▶ _Task goal_:
Every line in the listing is to be echoed verbatim.

---------- Records provided ----------

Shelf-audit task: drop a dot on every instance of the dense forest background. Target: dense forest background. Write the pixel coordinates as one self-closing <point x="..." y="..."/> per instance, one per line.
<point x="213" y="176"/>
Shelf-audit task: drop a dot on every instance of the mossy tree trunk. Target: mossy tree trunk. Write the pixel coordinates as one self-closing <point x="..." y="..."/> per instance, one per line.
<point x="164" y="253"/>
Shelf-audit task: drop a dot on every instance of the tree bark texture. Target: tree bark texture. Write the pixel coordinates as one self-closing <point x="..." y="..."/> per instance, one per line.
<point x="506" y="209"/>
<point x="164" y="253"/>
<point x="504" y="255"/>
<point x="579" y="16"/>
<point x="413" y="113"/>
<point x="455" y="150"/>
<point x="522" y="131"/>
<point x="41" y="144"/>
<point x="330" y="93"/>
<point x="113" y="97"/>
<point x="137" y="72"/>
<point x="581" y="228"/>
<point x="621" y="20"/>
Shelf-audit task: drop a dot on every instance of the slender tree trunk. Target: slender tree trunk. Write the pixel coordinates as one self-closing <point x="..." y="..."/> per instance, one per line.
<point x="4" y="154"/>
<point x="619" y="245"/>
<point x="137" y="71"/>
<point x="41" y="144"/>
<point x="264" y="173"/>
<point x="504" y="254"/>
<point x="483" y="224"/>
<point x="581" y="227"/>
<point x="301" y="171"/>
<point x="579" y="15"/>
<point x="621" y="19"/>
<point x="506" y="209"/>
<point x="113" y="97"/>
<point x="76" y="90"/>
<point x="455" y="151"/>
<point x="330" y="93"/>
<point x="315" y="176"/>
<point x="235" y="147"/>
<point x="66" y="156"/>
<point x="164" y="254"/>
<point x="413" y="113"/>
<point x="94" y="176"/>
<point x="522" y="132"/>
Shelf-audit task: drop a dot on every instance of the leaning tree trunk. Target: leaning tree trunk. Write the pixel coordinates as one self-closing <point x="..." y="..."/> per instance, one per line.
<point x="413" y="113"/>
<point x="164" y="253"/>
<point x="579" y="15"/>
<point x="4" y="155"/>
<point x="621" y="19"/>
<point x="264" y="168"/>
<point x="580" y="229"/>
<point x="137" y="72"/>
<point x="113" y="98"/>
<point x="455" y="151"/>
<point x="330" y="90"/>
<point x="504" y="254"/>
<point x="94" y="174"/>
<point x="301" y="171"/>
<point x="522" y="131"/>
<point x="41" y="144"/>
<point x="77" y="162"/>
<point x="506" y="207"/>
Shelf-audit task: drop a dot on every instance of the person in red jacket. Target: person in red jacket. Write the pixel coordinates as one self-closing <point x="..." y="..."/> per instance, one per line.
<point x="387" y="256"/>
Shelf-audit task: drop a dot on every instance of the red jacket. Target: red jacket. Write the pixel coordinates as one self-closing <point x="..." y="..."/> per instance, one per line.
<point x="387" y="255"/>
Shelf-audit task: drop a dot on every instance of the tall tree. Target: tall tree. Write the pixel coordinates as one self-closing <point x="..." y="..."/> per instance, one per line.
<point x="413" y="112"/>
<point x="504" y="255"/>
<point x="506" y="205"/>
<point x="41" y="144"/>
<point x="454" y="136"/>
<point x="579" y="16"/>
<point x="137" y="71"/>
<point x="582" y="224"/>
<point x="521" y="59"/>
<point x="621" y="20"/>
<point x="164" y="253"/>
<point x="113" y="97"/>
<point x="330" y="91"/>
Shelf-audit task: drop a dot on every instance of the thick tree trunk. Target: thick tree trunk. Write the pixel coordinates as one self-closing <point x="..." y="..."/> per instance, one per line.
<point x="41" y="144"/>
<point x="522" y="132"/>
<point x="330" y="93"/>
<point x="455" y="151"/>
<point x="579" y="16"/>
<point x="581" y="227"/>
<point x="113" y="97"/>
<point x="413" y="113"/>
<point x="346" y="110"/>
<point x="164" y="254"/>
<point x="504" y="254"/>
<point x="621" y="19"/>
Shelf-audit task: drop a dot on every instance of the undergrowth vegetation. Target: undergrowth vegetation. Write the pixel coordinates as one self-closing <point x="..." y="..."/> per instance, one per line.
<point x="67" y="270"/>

----------

▶ _Response to this task_:
Shelf-audit task: drop a dot on every instance of the dense forest background. Target: dense forest background. Write the pixel coordinates as one self-closing <point x="..." y="..."/> per instance, one per line.
<point x="213" y="176"/>
Shelf-audit task: drop a dot on every instance of the mossy tree trunk. Target: mossy tree trunk. Write the pixel coordinates as one self-closing <point x="..." y="..."/> per instance, one per line.
<point x="164" y="253"/>
Shelf-audit task: drop a dot on every instance of the tree bark texture. Target: tree bark texture. Write the pixel coordinates as one self-closing <point x="..." y="..."/> per instance, one per line.
<point x="506" y="209"/>
<point x="164" y="253"/>
<point x="504" y="255"/>
<point x="579" y="16"/>
<point x="413" y="113"/>
<point x="455" y="150"/>
<point x="522" y="131"/>
<point x="41" y="144"/>
<point x="330" y="93"/>
<point x="113" y="97"/>
<point x="137" y="72"/>
<point x="581" y="228"/>
<point x="621" y="20"/>
Shelf-audit task: drop a dot on every instance of the slender tree trunk. Target: slender tree trunk. Write the pixel coordinates as one self-closing <point x="..." y="..."/> per instance, one per line.
<point x="4" y="154"/>
<point x="619" y="245"/>
<point x="137" y="71"/>
<point x="41" y="144"/>
<point x="264" y="173"/>
<point x="504" y="254"/>
<point x="483" y="224"/>
<point x="581" y="227"/>
<point x="301" y="171"/>
<point x="579" y="15"/>
<point x="621" y="19"/>
<point x="506" y="209"/>
<point x="113" y="97"/>
<point x="76" y="90"/>
<point x="455" y="151"/>
<point x="330" y="93"/>
<point x="315" y="176"/>
<point x="235" y="147"/>
<point x="66" y="156"/>
<point x="164" y="254"/>
<point x="413" y="113"/>
<point x="94" y="176"/>
<point x="522" y="132"/>
Shelf-audit task: drop a dot on every instance of the leaning tree trunk. Target: leaning tree trunk. Write the pixel coordinates as one self-closing <point x="..." y="..."/> per instance, one per line.
<point x="413" y="113"/>
<point x="164" y="253"/>
<point x="579" y="15"/>
<point x="4" y="155"/>
<point x="621" y="19"/>
<point x="264" y="168"/>
<point x="580" y="229"/>
<point x="137" y="72"/>
<point x="113" y="98"/>
<point x="455" y="151"/>
<point x="330" y="90"/>
<point x="504" y="254"/>
<point x="94" y="174"/>
<point x="301" y="171"/>
<point x="522" y="131"/>
<point x="41" y="144"/>
<point x="77" y="162"/>
<point x="506" y="207"/>
Shelf-audit task: drop a dot on every instance of the person in red jacket. Target: person in red jacket. Write the pixel coordinates as one self-closing <point x="..." y="..."/> per instance, one per line.
<point x="387" y="256"/>
Shelf-audit task: drop a dot on every instance of the red jacket. Target: red jacket. Write the pixel coordinates as one self-closing <point x="..." y="..."/> per instance, one per line.
<point x="387" y="255"/>
Shelf-audit task: drop a dot on every instance of the tall tree. Target: tall tree. Write the pixel coordinates as one self-closing <point x="..." y="..."/> per instance, one per line.
<point x="413" y="112"/>
<point x="504" y="255"/>
<point x="506" y="205"/>
<point x="41" y="144"/>
<point x="454" y="136"/>
<point x="579" y="16"/>
<point x="137" y="71"/>
<point x="582" y="224"/>
<point x="521" y="59"/>
<point x="621" y="20"/>
<point x="164" y="253"/>
<point x="113" y="97"/>
<point x="330" y="91"/>
Shelf-audit task: drop a dot on every instance of the thick tree trunk. Target: thick tree trunk. Write the pixel coordinates as one self-closing <point x="..." y="..."/> per instance, one per line.
<point x="41" y="144"/>
<point x="522" y="132"/>
<point x="330" y="93"/>
<point x="455" y="151"/>
<point x="579" y="16"/>
<point x="581" y="227"/>
<point x="113" y="97"/>
<point x="413" y="113"/>
<point x="346" y="110"/>
<point x="164" y="254"/>
<point x="504" y="254"/>
<point x="621" y="19"/>
Shelf-audit task: drop a dot on every instance of the undergrowth vegetation. Target: undergrowth vegetation. Write the pixel coordinates as one self-closing <point x="..." y="..."/> per instance, one per line.
<point x="67" y="270"/>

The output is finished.